O problema: Copie do excerto sobre as mulheres e as eleições europeias o trecho que começa nas palavras "Um estudo feito" e acaba logo depois de "as eleições europeias.".

++++ Excerto do texto ++++

Um estudo feito pelo Eurobarómetro num cenário pós-eleições europeias em 2019 revelou também que as mulheres estão mais pré-dispostas do que os homens a explicar que não votaram, porque não sabem muito sobre o Parlamento Europeu ou as eleições europeias.
Carcelén reage: "Não é surpreendente que muitas mulheres se sintam desligadas dos políticos (homens), especialmente quando não se referem às suas necessidades quotidianas enquanto mulheres, o que resulta em políticas públicas que não têm em conta o género. Trata-se de um ciclo de feedback alimentado por estereótipos de género."
Já Emma Rainey, outra das co-autoras do estudo da Oxfam e consultora em igualdade de género, sublinha que "para muitas mulheres, as instituições da União Europeia continuam a ser irrelevantes e abstratas para as suas vidas", especialmente após a pandemia em que a sua qualidade de vida diminuiu significativamente e não houve uma resposta concreta "para eliminar o aumento dos encargos".

++++ Material fornecido ++++

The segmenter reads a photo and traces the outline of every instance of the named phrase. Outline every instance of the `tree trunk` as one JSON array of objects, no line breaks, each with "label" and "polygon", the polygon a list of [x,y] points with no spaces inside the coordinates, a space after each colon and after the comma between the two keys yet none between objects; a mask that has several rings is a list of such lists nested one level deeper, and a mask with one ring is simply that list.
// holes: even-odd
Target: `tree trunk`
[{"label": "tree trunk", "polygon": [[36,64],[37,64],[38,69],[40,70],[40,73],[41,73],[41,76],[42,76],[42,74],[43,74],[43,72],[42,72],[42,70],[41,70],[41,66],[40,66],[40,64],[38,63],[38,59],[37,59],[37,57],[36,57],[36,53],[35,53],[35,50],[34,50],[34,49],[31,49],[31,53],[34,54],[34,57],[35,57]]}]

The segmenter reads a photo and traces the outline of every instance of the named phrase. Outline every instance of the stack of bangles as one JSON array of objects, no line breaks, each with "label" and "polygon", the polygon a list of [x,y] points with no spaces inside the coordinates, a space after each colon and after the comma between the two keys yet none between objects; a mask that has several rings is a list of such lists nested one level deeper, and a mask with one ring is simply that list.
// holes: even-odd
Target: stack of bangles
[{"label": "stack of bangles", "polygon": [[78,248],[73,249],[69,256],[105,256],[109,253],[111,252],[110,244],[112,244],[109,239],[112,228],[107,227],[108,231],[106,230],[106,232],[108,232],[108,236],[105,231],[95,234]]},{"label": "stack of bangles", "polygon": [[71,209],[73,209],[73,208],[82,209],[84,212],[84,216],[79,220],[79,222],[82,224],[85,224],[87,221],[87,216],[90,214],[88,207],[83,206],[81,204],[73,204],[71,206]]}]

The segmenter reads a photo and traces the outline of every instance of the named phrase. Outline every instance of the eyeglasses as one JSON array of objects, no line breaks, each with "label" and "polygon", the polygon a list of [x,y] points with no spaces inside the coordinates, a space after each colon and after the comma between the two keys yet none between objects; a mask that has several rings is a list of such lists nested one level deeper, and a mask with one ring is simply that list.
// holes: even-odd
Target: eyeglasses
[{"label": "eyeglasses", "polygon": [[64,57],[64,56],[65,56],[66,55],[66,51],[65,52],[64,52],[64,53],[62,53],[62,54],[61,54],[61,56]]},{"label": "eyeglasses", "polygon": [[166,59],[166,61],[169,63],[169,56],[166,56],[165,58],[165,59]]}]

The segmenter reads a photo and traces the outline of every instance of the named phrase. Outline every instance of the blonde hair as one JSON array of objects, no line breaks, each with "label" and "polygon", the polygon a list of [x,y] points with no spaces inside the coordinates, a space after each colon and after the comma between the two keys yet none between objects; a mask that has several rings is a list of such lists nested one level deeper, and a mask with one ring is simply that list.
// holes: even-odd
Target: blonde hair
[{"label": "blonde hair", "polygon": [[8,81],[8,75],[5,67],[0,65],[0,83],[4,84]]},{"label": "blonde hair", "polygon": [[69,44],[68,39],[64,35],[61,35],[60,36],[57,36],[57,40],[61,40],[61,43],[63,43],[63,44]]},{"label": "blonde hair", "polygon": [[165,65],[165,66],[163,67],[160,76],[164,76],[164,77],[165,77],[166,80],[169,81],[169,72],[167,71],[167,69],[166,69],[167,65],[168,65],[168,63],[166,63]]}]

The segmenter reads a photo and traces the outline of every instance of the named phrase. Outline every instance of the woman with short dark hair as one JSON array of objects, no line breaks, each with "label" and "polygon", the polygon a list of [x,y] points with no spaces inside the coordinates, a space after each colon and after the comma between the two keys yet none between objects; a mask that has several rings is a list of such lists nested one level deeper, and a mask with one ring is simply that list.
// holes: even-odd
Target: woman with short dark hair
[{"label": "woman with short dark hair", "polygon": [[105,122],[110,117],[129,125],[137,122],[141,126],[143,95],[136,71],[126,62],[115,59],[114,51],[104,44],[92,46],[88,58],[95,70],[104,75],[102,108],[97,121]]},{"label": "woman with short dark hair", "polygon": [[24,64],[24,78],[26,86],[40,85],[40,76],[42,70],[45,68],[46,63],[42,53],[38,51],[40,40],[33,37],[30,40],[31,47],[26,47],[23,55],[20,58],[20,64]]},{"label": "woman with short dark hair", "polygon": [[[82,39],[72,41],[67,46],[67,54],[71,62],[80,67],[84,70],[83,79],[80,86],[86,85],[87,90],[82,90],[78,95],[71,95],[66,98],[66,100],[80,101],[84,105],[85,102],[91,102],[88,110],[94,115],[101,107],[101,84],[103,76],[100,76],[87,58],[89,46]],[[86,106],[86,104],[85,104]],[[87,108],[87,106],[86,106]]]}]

++++

Solução do exercício:
Um estudo feito pelo Eurobarómetro num cenário pós-eleições europeias em 2019 revelou também que as mulheres estão mais pré-dispostas do que os homens a explicar que não votaram, porque não sabem muito sobre o Parlamento Europeu ou as eleições europeias.